• **About this task**: Please copy the Lions injury report below word for word, from "The cornerback situation" to "looks against Minnesota.".

Joseph Fauria played well in Pettigrew's starting role and figures to see the vast majority of the snaps.
Dickerson's concussion complicates the matter at tight end. If he can't go, Fauria is the only tight end currently on the Detroit roster.
The cornerback situation remains tricky. Regular starters Chris Houston and Rashean Mathis both missed the Giants game. Mathis was out due to illness and is expected back for the Minnesota game.
Houston's toe issue could cause him to miss another week. Schwartz did not talk about him during his Monday press conference, which you can watch here on the Lions' official website.
Slay was active for the Giants game but did not play. Chris Greenwood and Jonte Green both played well enough against New York to merit longer looks against Minnesota.
Bentley was knocked out by teammate Louis Delmas during the game. Schwartz indicated that Bentey lost consciousness during the game, which prevented any return. As Dave Birkett of the Detroit Free Press reported:
Bill Bentley was knocked unconscious on his concussion. Schwartz said he was "much improved" and showed diminished symptoms in locker rm— Dave Birkett (@davebirkett) December 23, 2013
Look for Bentley to be back in his customary slot role versus the Vikings.

• **Exercise data**:
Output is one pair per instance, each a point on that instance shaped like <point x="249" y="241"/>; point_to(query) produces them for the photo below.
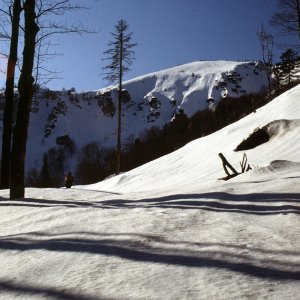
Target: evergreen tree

• **Solution to this exercise**:
The cornerback situation remains tricky. Regular starters Chris Houston and Rashean Mathis both missed the Giants game. Mathis was out due to illness and is expected back for the Minnesota game.
Houston's toe issue could cause him to miss another week. Schwartz did not talk about him during his Monday press conference, which you can watch here on the Lions' official website.
Slay was active for the Giants game but did not play. Chris Greenwood and Jonte Green both played well enough against New York to merit longer looks against Minnesota.